◆ ACTIVITY ◆
Without any of their pictures, return all of the records exactly.
(DATA RECORDS begins)
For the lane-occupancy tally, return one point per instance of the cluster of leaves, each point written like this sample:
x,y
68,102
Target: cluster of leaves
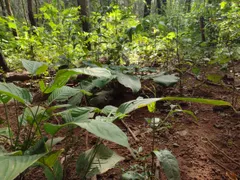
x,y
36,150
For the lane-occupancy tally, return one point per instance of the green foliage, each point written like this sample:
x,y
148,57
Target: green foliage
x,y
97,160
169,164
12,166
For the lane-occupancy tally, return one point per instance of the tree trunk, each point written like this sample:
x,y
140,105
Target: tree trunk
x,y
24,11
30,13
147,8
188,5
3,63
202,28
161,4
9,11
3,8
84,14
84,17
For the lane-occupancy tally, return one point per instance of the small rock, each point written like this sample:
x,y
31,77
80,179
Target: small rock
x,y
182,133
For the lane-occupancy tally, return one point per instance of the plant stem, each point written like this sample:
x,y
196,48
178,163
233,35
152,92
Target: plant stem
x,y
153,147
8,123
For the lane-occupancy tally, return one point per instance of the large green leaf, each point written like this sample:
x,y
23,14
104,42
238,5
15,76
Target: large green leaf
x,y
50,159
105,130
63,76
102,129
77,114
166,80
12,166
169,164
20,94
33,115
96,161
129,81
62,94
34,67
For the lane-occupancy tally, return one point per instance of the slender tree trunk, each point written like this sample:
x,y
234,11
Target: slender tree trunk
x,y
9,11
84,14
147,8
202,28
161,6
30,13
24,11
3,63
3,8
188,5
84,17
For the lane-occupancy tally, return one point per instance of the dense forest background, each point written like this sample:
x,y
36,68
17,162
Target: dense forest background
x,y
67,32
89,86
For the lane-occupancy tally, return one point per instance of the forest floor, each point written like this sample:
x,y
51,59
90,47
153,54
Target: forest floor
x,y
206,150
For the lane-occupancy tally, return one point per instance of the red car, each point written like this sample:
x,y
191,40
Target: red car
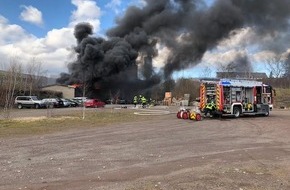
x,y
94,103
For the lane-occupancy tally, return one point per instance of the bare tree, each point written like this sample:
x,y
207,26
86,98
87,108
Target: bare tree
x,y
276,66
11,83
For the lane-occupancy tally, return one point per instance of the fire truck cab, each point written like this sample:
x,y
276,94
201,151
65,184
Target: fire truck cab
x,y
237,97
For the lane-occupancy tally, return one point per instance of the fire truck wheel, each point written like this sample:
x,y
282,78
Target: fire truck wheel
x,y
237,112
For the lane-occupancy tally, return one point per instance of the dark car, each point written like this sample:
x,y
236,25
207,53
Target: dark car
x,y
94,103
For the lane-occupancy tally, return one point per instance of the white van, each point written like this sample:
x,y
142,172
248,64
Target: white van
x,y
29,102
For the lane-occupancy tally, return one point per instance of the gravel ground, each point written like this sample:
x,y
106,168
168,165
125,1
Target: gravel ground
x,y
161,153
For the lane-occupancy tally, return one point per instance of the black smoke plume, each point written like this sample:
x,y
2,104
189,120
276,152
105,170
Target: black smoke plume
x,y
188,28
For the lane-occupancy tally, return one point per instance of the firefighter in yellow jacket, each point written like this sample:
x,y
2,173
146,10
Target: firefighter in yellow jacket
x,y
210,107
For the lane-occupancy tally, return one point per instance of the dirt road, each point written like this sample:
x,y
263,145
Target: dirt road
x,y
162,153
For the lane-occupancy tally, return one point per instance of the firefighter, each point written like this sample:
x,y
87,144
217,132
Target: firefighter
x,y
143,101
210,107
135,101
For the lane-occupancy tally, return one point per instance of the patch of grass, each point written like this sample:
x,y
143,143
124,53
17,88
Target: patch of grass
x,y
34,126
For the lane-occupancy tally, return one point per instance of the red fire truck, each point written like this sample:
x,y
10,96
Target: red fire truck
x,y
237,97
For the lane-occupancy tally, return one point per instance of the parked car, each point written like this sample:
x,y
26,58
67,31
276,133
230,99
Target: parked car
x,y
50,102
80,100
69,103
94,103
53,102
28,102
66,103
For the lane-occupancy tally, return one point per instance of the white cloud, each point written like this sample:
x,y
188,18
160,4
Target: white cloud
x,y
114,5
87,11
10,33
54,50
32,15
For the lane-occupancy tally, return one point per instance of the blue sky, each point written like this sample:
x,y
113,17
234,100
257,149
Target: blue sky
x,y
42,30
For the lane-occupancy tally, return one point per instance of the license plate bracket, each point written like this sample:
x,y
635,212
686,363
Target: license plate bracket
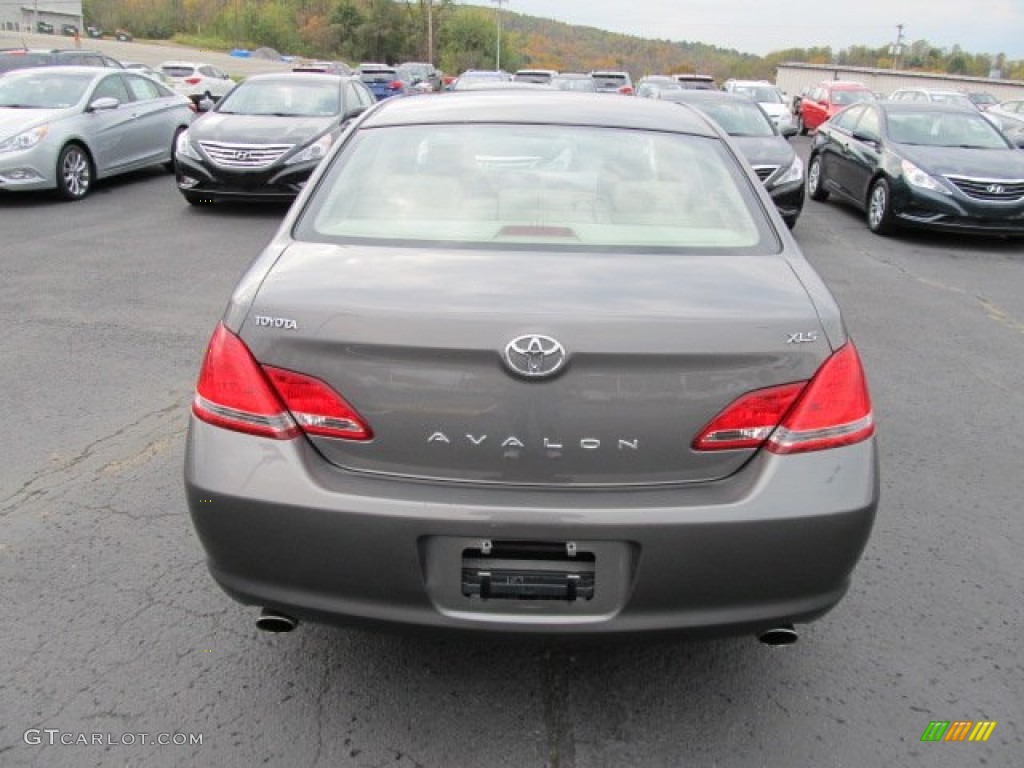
(DATA RECORDS ends)
◆ EXERCISE RESPONSE ◆
For the lane-occupancy tally, return one point per instance of the cluster of leaves, each point written like this sample:
x,y
68,102
Target: cluster of leaves
x,y
36,150
For the lane-occupancy tally, return one point per instance of the green foliage, each point written like this sample:
x,y
148,57
Target: green foliage
x,y
97,160
169,164
12,166
For the lane-occupancy tally, return one point per instance of the tree trunk, each point written like this sample:
x,y
140,105
Target: tree trunk
x,y
24,11
30,13
147,8
188,5
3,63
202,28
161,4
9,11
3,8
84,14
84,17
For the lane-occupancy tally, return one point per instance of the small rock, each point written like this sample:
x,y
31,77
80,179
Target: small rock
x,y
182,133
For the lane-occupancy tally, return one point per instance of the plant stem, each point written like this sample:
x,y
196,48
178,163
233,35
152,92
Target: plant stem
x,y
153,147
8,123
For the lane-occupancy tally, return one point per instance of the large green leaf, each point written like this sample:
x,y
23,14
104,42
238,5
15,76
Target: large green leaf
x,y
50,159
105,130
63,76
102,129
77,114
166,80
12,166
169,164
20,94
33,115
96,161
129,81
62,94
34,67
For the lane-occupancy tally, return one point per instance of the slender tree trunk, each point written like this sample:
x,y
234,11
Target: slender tree trunk
x,y
9,11
84,14
147,8
202,28
161,6
30,13
24,11
3,63
3,8
188,5
84,17
For the lane-occupancy tally, return one point per instance of the dense forest background, each point written like this sample:
x,y
36,68
17,162
Target: dense forest background
x,y
67,32
89,86
For the lane-occupancy tally, return one point per instance of the forest floor, each point written like this sample:
x,y
51,59
90,47
153,54
Target: forest floor
x,y
206,150
For the lane-occupancy tally, return one point per instance of the red car, each point written like this sample:
x,y
191,40
Target: red car
x,y
94,103
For the lane-occupancy tally, return one point per instance of the bare tree, each point written like this sample:
x,y
207,26
86,98
87,108
Target: bare tree
x,y
276,66
11,83
For the lane-occupancy tally, return one point per instance of the fire truck cab, each point written like this sample:
x,y
276,94
201,151
65,184
Target: fire truck cab
x,y
237,97
For the lane-occupancy tally, return one point per instance of the fire truck wheel, each point written like this sample:
x,y
282,78
Target: fire truck wheel
x,y
237,112
For the lane-occupancy tally, return one point per instance of the dark car, each point written like this sample:
x,y
236,25
207,53
Target: dark car
x,y
94,103
For the lane-occupancy tally, return one point per instance of the white van, each point written like this sample:
x,y
142,172
248,64
Target: white van
x,y
29,102
For the lane-occupancy tally, return one point per instance of the gravel ground, each point written like this sample:
x,y
106,168
168,165
125,1
Target: gravel ground
x,y
161,153
For the lane-occupancy tally, return one point per instance of the black smoke plume, each point written like this sample:
x,y
2,104
189,120
276,152
105,170
Target: black smoke plume
x,y
188,28
For the lane-occupancy tally, return one point per instance of the firefighter in yellow jacket, each point written like this sample:
x,y
2,173
146,10
Target: firefighter in yellow jacket
x,y
210,107
For the lane-occupancy tally, return one point per instance of the dirt road, each point written like this sample:
x,y
263,145
Target: dirt road
x,y
162,153
For the lane-occupancy tally, return one point per instance of the firefighter, each point written like this sample:
x,y
87,144
217,132
Target: firefighter
x,y
143,101
210,107
135,101
For the lane-occupancy tally, return one point per instance of the patch of grass, each point written like this sample:
x,y
143,143
124,53
17,88
Target: patch of grass
x,y
34,126
For the lane-occupancy tally, return one point per instance of the red fire truck, each point written like this sample:
x,y
10,96
Target: red fire truck
x,y
237,97
For the lane-occupancy tally, return one point per instance of the parked car, each point written like this sample:
x,y
26,58
67,31
276,133
230,99
Target: parked car
x,y
50,102
80,100
69,103
94,103
53,102
28,102
66,103
For the lane-occupancy tally, return one point per instance of the white cloud, each point written like this sample:
x,y
188,18
160,4
Target: white cloud
x,y
114,5
87,11
10,33
54,50
32,15
For the lane-occupancy tally, return one point per instance of the blue sky, each point written like this sample:
x,y
113,17
234,100
257,149
Target: blue sky
x,y
42,30
For the lane-occupancy tally, return one point per instance of the license plate bracket, each point written like this sample:
x,y
635,212
686,363
Target: license plate bracket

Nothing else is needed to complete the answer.